-- START Text passage --

Controller Manager Deployment YAML:

apiVersion: apps/v1
kind: Deployment
metadata:
  name: webapp-operator-controller-manager
  namespace: webapp-operator-system
spec:
  replicas: 2
  selector:
    matchLabels:
      control-plane: controller-manager
  template:
    metadata:
      labels:
        control-plane: controller-manager
      annotations:
        kubectl.kubernetes.io/default-container: manager
    spec:
      serviceAccountName: controller-manager
      containers:
        - name: manager
          image: toolsku/webapp-operator:v1.0.0
          args:
            - --leader-elect
            - --metrics-bind-address=:8080
            - --health-probe-bind-address=:8081
            - --webhook-port=9443
          ports:
            - containerPort: 8080
              name: metrics
            - containerPort: 8081
              name: health
            - containerPort: 9443
              name: webhook
          livenessProbe:
            httpGet:
              path: /healthz
              port: 8081
            initialDelaySeconds: 15
            periodSeconds: 20
          readinessProbe:
            httpGet:
              path: /readyz
              port: 8081
            initialDelaySeconds: 5
            periodSeconds: 10
          resources:
            limits:
              cpu: 500m
              memory: 256Mi
            requests:
              cpu: 100m
              memory: 128Mi
          env:
            - name: POD_NAMESPACE
              valueFrom:
                fieldRef:
                  fieldPath: metadata.namespace
          volumeMounts:
            - name: cert
              mountPath: /tmp/k8s-webhook-server/serving-certs
              readOnly: true
      volumes:
        - name: cert
          secret:
            defaultMode: 420
            secretName: webhook-server-cert
      terminationGracePeriodSeconds: 60

Six Pitfall Guide

Pitfall 1: Non-Idempotent Reconcile Causing Duplicate Resource Creation

Wrong approach:

func (r *WebAppReconciler) Reconcile(ctx context.Context, req ctrl.Request) (ctrl.Result, error) {
	var webapp appsv1alpha1.WebApp
	r.Get(ctx, req.NamespacedName, &webapp)

-- END Text passage --
-- START Listing --

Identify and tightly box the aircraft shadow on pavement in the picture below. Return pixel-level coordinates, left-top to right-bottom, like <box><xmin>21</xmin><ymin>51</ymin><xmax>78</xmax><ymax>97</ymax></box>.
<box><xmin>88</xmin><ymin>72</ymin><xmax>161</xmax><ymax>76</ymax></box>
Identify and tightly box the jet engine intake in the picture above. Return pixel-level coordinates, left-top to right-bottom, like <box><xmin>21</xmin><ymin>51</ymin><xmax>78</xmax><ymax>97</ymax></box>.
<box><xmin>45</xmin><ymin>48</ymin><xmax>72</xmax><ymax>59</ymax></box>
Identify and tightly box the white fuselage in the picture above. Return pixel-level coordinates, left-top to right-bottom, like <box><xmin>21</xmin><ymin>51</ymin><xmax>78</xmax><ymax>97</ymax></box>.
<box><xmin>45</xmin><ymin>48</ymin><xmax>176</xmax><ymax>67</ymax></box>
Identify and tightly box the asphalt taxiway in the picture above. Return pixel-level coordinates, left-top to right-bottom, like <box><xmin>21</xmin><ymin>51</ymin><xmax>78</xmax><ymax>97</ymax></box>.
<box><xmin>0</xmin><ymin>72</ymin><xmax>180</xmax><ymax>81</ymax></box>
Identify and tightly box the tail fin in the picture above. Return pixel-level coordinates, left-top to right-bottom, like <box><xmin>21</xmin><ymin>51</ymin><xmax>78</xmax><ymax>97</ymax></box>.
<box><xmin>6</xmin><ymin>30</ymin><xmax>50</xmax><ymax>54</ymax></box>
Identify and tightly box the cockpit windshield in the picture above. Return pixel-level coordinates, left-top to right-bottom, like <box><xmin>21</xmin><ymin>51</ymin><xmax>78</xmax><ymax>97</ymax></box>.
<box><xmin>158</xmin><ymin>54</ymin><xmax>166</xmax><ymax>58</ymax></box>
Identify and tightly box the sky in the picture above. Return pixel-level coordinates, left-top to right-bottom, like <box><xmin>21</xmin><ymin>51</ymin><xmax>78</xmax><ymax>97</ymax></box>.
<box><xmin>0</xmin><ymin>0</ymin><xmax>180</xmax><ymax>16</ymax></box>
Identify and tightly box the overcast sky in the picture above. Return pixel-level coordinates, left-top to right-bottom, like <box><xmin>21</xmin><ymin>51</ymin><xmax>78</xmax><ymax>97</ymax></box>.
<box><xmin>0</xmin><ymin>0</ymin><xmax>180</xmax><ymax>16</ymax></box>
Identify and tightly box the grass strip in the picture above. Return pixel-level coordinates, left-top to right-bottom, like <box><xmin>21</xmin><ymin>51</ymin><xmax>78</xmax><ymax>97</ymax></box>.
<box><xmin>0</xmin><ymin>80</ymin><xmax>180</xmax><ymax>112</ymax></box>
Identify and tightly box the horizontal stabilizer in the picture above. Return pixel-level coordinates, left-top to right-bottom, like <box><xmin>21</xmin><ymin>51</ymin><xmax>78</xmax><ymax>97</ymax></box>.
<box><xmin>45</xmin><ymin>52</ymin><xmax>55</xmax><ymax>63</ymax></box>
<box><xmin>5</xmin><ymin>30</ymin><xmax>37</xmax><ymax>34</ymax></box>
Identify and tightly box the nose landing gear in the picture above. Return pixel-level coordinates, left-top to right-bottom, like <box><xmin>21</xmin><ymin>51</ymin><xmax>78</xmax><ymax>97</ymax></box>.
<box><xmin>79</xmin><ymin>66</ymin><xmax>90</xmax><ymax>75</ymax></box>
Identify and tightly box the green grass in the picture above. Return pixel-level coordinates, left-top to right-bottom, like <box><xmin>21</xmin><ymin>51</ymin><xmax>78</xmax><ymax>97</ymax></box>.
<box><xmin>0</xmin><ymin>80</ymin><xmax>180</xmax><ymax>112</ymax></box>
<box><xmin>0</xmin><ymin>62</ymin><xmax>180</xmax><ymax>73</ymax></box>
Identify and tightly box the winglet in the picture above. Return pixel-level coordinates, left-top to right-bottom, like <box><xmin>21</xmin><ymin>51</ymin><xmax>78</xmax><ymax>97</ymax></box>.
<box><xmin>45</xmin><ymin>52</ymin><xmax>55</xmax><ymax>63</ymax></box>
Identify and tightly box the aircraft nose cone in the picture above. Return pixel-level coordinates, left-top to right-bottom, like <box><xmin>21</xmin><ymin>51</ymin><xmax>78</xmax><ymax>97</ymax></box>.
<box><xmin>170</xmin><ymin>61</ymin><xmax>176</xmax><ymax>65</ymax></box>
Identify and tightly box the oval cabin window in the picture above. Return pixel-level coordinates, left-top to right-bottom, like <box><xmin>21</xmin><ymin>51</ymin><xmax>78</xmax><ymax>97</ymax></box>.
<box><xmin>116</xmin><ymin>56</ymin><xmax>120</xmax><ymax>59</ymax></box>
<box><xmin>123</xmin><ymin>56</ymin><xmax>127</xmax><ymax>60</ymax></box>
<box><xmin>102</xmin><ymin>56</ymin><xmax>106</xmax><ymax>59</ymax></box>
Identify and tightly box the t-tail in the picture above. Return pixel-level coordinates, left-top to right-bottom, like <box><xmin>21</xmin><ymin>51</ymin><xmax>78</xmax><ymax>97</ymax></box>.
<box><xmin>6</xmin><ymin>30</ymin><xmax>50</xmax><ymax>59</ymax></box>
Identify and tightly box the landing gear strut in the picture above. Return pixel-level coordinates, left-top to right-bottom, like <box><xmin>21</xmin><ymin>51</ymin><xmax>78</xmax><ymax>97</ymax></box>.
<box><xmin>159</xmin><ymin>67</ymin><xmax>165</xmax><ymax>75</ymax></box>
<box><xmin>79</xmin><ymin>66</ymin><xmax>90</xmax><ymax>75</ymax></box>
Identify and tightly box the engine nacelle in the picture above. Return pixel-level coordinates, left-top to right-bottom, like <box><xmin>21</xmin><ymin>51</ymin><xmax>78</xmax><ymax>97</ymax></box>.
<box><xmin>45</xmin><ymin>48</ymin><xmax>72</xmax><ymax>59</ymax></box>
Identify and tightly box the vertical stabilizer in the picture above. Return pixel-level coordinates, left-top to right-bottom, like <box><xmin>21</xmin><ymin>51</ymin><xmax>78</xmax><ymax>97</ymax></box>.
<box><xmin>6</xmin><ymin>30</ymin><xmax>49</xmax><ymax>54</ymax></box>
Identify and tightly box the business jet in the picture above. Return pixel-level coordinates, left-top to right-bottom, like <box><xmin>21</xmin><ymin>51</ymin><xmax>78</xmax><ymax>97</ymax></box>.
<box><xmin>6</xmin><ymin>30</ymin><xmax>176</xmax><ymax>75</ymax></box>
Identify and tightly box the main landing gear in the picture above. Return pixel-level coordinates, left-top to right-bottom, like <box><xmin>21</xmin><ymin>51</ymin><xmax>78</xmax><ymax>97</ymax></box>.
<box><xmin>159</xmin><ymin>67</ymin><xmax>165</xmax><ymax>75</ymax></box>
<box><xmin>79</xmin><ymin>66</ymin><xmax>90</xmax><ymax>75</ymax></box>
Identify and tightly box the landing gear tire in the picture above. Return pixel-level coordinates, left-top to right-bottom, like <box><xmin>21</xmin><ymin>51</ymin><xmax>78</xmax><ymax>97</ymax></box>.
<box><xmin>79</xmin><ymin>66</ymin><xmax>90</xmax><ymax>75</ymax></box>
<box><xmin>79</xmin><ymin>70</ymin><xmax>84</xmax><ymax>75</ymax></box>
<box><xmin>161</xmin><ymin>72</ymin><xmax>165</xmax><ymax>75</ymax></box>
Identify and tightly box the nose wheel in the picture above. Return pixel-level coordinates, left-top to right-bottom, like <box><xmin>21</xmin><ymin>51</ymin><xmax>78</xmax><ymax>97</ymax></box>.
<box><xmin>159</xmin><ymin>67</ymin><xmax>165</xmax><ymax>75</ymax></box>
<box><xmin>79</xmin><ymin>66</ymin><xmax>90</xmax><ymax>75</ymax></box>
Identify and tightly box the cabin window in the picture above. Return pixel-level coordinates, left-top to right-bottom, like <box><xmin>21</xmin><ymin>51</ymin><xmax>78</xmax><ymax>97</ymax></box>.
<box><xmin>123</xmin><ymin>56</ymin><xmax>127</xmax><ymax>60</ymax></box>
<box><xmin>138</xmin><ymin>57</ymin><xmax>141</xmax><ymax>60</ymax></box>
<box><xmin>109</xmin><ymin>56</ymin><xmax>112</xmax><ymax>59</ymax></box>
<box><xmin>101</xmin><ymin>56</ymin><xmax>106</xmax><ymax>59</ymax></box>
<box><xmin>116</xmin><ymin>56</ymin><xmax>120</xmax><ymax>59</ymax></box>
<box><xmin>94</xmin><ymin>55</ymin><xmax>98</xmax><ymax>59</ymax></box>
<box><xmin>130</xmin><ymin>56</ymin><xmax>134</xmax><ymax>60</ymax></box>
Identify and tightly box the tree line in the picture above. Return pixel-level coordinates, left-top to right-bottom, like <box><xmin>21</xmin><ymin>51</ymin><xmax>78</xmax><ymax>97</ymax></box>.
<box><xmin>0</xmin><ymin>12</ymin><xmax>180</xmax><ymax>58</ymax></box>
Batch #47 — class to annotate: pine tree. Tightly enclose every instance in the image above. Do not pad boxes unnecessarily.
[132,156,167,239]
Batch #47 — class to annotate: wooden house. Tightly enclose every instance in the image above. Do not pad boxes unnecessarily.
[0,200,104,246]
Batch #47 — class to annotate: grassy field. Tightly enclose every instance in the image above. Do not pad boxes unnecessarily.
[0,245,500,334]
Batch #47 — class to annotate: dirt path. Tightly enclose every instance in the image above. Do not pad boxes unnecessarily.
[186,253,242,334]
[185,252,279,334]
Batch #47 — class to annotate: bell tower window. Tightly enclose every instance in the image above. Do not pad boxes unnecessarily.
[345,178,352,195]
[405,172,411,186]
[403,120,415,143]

-- END Listing --

| List of tasks |
1 - Rewrite the paragraph of the deployment text that begins "apiVersion: apps/v1" as a bulleted list, keeping its main settings.
2 - Using the deployment text, answer yes or no to each statement, quoting the words that decide it: (a) The deployment runs three replicas. (b) The readiness probe checks the path /readyz. (c) The cert volume is mounted with write access.

| Per-task outputs |
1 -
- A Deployment (apps/v1) named webapp-operator-controller-manager in the namespace webapp-operator-system
- 2 replicas, selected and labeled by control-plane: controller-manager, with manager as the default container
- Service account: controller-manager
- One container, manager, using the image toolsku/webapp-operator:v1.0.0, started with leader election, metrics bound to :8080, the health probe bound to :8081, and webhook port 9443
- Container ports: 8080 (metrics), 8081 (health), 9443 (webhook)
- Liveness probe: HTTP GET /healthz on port 8081, initial delay 15 seconds, period 20 seconds
- Readiness probe: HTTP GET /readyz on port 8081, initial delay 5 seconds, period 10 seconds
- Resources: limits of 500m CPU and 256Mi memory; requests of 100m CPU and 128Mi memory
- Environment variable POD_NAMESPACE, taken from metadata.namespace
- Volume cert from the secret webhook-server-cert (defaultMode 420), mounted read-only at /tmp/k8s-webhook-server/serving-certs
- Termination grace period of 60 seconds

2 -
(a) No: "replicas: 2"
(b) Yes: "path: /readyz"
(c) No: "readOnly: true"